__GOAL OF THE EXERCISE__.
From first line to last, output the records below exactly.

__RECORDS TO USE__.

###

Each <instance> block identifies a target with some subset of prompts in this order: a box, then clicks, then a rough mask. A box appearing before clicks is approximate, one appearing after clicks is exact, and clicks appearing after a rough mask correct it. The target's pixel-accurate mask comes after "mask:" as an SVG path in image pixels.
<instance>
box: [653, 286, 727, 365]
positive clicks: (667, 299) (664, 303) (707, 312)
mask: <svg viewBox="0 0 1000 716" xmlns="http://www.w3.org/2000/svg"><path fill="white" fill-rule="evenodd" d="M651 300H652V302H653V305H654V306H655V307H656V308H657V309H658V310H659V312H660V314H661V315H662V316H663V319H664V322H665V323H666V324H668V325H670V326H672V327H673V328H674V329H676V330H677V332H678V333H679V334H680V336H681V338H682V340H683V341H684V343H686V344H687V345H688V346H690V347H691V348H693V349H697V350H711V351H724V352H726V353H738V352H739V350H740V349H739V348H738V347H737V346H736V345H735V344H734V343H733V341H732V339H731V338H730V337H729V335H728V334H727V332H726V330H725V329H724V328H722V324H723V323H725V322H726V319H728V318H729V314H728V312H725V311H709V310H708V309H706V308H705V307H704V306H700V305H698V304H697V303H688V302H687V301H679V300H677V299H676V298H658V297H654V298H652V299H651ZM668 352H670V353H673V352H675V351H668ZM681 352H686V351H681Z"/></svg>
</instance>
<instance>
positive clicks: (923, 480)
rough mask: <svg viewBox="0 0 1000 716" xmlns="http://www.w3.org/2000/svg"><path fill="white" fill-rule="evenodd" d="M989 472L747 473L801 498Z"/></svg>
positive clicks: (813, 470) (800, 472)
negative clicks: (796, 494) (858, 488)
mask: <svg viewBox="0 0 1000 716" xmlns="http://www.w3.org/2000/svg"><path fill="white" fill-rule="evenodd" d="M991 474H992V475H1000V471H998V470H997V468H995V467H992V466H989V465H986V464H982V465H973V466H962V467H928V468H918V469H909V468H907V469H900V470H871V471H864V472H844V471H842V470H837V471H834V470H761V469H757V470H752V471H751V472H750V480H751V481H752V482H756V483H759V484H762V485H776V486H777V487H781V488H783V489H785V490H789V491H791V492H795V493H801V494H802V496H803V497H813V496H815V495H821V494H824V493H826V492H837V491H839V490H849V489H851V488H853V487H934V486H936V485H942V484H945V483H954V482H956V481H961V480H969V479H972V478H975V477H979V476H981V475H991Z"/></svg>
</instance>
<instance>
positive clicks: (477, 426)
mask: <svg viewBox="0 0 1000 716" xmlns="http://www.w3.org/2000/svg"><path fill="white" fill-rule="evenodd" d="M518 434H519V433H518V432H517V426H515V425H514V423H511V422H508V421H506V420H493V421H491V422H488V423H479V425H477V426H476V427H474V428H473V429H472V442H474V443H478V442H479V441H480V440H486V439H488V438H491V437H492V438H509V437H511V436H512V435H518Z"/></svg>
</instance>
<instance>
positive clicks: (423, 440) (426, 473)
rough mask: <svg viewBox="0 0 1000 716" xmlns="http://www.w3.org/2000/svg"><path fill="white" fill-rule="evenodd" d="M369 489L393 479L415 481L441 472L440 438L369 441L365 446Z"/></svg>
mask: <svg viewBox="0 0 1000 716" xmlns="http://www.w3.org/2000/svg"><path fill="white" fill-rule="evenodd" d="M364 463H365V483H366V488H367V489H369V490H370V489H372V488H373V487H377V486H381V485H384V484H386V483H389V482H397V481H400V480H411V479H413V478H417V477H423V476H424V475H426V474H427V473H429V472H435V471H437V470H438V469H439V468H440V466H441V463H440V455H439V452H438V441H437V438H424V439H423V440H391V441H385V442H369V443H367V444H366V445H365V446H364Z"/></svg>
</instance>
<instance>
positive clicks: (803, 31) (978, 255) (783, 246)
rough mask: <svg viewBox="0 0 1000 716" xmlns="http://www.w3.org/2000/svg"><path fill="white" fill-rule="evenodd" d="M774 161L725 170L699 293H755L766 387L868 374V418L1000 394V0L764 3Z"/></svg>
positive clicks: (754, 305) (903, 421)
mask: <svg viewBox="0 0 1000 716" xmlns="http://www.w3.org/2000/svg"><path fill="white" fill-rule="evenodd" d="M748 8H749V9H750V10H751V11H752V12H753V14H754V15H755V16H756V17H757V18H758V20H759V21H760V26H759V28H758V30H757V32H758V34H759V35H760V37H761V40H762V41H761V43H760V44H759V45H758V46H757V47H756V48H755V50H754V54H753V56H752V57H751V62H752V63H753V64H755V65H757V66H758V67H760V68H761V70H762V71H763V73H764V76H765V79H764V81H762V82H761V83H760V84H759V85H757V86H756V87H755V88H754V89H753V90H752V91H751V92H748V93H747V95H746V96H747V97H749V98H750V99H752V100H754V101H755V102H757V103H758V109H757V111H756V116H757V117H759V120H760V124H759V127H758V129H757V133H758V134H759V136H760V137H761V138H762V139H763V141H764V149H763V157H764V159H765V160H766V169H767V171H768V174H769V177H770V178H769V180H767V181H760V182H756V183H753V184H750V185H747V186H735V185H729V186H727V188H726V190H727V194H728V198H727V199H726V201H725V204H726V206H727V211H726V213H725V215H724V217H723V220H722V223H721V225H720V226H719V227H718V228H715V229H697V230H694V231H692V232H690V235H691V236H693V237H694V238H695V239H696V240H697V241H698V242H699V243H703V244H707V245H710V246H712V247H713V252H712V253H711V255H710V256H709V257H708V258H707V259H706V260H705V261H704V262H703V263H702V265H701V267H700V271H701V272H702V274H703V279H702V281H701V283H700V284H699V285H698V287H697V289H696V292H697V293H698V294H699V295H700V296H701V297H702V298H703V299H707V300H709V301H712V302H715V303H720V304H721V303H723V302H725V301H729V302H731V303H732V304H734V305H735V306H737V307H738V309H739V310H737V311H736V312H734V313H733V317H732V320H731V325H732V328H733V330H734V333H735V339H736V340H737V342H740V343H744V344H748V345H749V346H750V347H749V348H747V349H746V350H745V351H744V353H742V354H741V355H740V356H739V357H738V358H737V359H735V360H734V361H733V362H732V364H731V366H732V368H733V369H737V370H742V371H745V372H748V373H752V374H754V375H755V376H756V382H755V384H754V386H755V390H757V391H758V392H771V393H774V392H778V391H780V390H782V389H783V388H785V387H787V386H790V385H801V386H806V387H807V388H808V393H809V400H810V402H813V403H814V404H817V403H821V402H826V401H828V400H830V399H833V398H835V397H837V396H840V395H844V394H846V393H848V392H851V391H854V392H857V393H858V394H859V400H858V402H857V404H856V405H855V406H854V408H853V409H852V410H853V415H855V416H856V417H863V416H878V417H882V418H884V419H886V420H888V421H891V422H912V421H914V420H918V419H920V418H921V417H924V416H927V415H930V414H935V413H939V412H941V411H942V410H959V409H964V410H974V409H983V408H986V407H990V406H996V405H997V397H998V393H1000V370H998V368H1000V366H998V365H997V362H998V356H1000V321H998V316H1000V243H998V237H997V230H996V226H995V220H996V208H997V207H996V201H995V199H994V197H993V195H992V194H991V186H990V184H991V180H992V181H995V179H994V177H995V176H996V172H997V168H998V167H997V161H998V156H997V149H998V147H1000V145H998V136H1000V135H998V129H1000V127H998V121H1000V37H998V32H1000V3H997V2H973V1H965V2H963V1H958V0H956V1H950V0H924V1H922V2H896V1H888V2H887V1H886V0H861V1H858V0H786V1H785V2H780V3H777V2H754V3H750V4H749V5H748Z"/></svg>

###

__ANSWER BELOW__.
Each <instance> block identifies a target with some subset of prompts in this order: a box, then clicks, then a rough mask. A box appearing before clicks is approximate, one appearing after clicks is exact, and clicks appearing after a rough mask correct it. The target's pixel-accurate mask comes after "mask:" as an SVG path in image pixels.
<instance>
box: [653, 286, 727, 365]
positive clicks: (667, 299) (664, 303) (707, 312)
mask: <svg viewBox="0 0 1000 716" xmlns="http://www.w3.org/2000/svg"><path fill="white" fill-rule="evenodd" d="M651 300H652V302H653V305H654V306H655V307H656V308H657V309H658V310H659V312H660V314H661V315H662V316H663V319H664V322H665V323H666V324H668V325H670V326H672V327H673V328H674V329H676V330H677V332H678V333H679V334H680V336H681V338H682V340H683V341H684V343H686V344H687V345H688V346H690V347H691V348H693V349H697V350H711V351H724V352H726V353H738V352H739V350H740V349H739V348H738V347H737V346H736V345H735V344H734V343H733V341H732V339H731V338H730V337H729V335H728V334H727V332H726V330H725V329H724V328H722V324H723V323H725V322H726V319H728V318H729V314H728V312H725V311H709V310H708V309H706V308H705V307H704V306H700V305H698V304H697V303H688V302H687V301H679V300H677V299H676V298H658V297H654V298H652V299H651ZM668 352H670V353H673V352H675V351H668ZM681 352H686V351H681Z"/></svg>
</instance>
<instance>
positive clicks: (923, 480)
rough mask: <svg viewBox="0 0 1000 716" xmlns="http://www.w3.org/2000/svg"><path fill="white" fill-rule="evenodd" d="M989 472L747 473L801 498Z"/></svg>
positive clicks: (813, 470) (800, 472)
negative clicks: (796, 494) (858, 488)
mask: <svg viewBox="0 0 1000 716" xmlns="http://www.w3.org/2000/svg"><path fill="white" fill-rule="evenodd" d="M991 474H992V475H1000V471H998V470H997V468H995V467H992V466H989V465H986V464H982V465H973V466H962V467H928V468H918V469H909V468H907V469H900V470H871V471H864V472H844V471H842V470H837V471H834V470H761V469H757V470H752V471H751V472H750V480H751V481H752V482H756V483H759V484H762V485H776V486H777V487H781V488H783V489H785V490H789V491H791V492H795V493H801V494H802V496H803V497H813V496H815V495H821V494H824V493H826V492H837V491H839V490H849V489H851V488H853V487H934V486H936V485H942V484H945V483H954V482H956V481H961V480H969V479H972V478H975V477H979V476H981V475H991Z"/></svg>
</instance>
<instance>
positive clicks: (477, 426)
mask: <svg viewBox="0 0 1000 716" xmlns="http://www.w3.org/2000/svg"><path fill="white" fill-rule="evenodd" d="M518 434H519V433H518V432H517V426H515V425H514V423H511V422H508V421H506V420H493V421H491V422H488V423H479V425H477V426H476V427H474V428H473V429H472V442H474V443H478V442H479V441H480V440H486V439H488V438H491V437H492V438H509V437H511V436H512V435H518Z"/></svg>
</instance>
<instance>
positive clicks: (423, 440) (426, 473)
rough mask: <svg viewBox="0 0 1000 716" xmlns="http://www.w3.org/2000/svg"><path fill="white" fill-rule="evenodd" d="M369 489L393 479L415 481L441 472L440 438L369 441L365 446Z"/></svg>
mask: <svg viewBox="0 0 1000 716" xmlns="http://www.w3.org/2000/svg"><path fill="white" fill-rule="evenodd" d="M364 463H365V483H366V488H367V489H369V490H370V489H372V488H373V487H377V486H381V485H384V484H386V483H389V482H397V481H400V480H411V479H413V478H417V477H423V476H424V475H426V474H427V473H429V472H435V471H437V470H438V469H439V468H440V466H441V463H440V455H439V452H438V441H437V438H424V439H423V440H391V441H385V442H369V443H367V444H366V445H365V446H364Z"/></svg>
</instance>
<instance>
positive clicks: (803, 31) (978, 255) (783, 246)
rough mask: <svg viewBox="0 0 1000 716" xmlns="http://www.w3.org/2000/svg"><path fill="white" fill-rule="evenodd" d="M774 161L725 170L699 293H755L766 387L868 374V418L1000 394V0L764 3Z"/></svg>
positive clicks: (754, 305) (903, 421)
mask: <svg viewBox="0 0 1000 716" xmlns="http://www.w3.org/2000/svg"><path fill="white" fill-rule="evenodd" d="M748 8H749V9H750V10H751V11H752V12H753V14H754V15H755V16H756V17H757V18H758V20H759V21H760V26H759V28H758V30H757V32H758V34H759V35H760V37H761V40H762V41H761V43H760V44H759V45H758V46H757V47H756V48H755V50H754V54H753V56H752V57H751V62H752V63H753V64H755V65H757V66H758V67H760V68H761V70H762V71H763V73H764V76H765V79H764V81H762V82H761V83H760V84H759V85H757V86H756V87H755V88H754V89H753V90H752V91H751V92H748V93H747V95H746V96H747V97H749V98H750V99H752V100H754V101H755V102H757V103H758V109H757V111H756V116H757V117H759V120H760V124H759V127H758V129H757V133H758V134H759V136H760V137H761V138H762V139H763V141H764V149H763V157H764V159H765V160H766V169H767V171H768V174H769V177H770V178H769V180H767V181H760V182H756V183H753V184H750V185H747V186H735V185H729V186H727V188H726V190H727V194H728V198H727V199H726V201H725V204H726V206H727V211H726V213H725V215H724V217H723V220H722V223H721V225H720V226H719V227H718V228H715V229H697V230H694V231H692V232H690V235H691V236H693V237H694V238H695V239H696V240H697V241H698V242H699V243H703V244H707V245H710V246H712V247H713V252H712V253H711V255H710V256H709V257H708V258H707V259H706V260H705V261H704V262H703V263H702V265H701V267H700V271H701V272H702V274H703V279H702V281H701V283H700V284H699V285H698V287H697V289H696V292H697V293H698V294H699V295H700V296H701V297H702V298H703V299H707V300H709V301H712V302H715V303H720V304H721V303H723V302H725V301H729V302H731V303H732V304H734V305H735V306H737V307H738V309H739V310H737V311H736V312H734V313H733V317H732V320H731V325H732V328H733V330H734V333H735V339H736V340H737V342H740V343H744V344H748V345H749V346H750V347H749V348H747V349H746V350H745V351H744V353H742V354H741V355H740V356H739V357H738V358H737V359H735V360H734V361H733V362H732V364H731V366H732V368H733V369H737V370H742V371H745V372H748V373H752V374H754V375H755V376H756V382H755V384H754V386H755V390H757V391H758V392H771V393H774V392H778V391H780V390H782V389H783V388H785V387H787V386H790V385H801V386H806V387H807V388H808V393H809V400H810V402H813V403H814V404H817V403H821V402H826V401H828V400H830V399H833V398H835V397H837V396H840V395H844V394H846V393H848V392H851V391H854V392H857V393H858V394H859V400H858V402H857V404H856V405H855V406H854V408H853V409H852V410H853V415H855V416H856V417H863V416H878V417H882V418H884V419H886V420H888V421H891V422H912V421H914V420H918V419H920V418H921V417H924V416H927V415H930V414H935V413H939V412H941V411H942V410H959V409H964V410H974V409H983V408H986V407H990V406H996V405H997V397H998V393H1000V370H998V368H1000V366H998V365H997V362H998V356H1000V321H998V316H1000V243H998V237H997V230H996V226H995V220H996V208H997V207H996V201H995V199H994V197H993V195H992V194H991V186H990V184H991V180H992V181H995V179H994V177H995V176H996V172H997V168H998V167H997V161H998V156H997V149H998V147H1000V145H998V136H1000V135H998V129H1000V127H998V121H1000V37H998V32H1000V3H997V2H973V1H965V2H963V1H958V0H956V1H950V0H924V1H922V2H896V1H888V2H887V1H886V0H861V1H858V0H786V1H785V2H780V3H777V2H754V3H750V4H749V5H748Z"/></svg>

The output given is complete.